··· DONNÉES FOURNIES
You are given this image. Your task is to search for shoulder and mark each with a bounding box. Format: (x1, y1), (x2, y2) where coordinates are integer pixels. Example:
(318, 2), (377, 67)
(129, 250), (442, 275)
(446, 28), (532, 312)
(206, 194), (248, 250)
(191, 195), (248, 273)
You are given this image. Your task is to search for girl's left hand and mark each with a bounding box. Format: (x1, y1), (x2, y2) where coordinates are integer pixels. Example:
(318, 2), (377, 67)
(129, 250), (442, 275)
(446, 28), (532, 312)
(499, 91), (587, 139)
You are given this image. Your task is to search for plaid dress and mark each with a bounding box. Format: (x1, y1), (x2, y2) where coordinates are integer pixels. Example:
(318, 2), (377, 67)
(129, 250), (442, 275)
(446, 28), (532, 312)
······
» CONSIGNE:
Transformez en liste JSON de chaînes, s'il vous plaît, les lignes allant de celle qui contient «search for plaid» jusqu'à la fin des enregistrements, dernière ligne comprise. Mettez une chaîne par ligne et laissez de côté les lignes vides.

» TÂCHE RÉALISÉE:
[
  "You are given this image. Your task is to search for plaid dress and mark each with a bounding box. Format: (x1, y1), (x2, y2) where coordinates are integer pixels. Example:",
  "(318, 2), (377, 67)",
  "(129, 250), (442, 275)",
  "(446, 28), (532, 312)"
]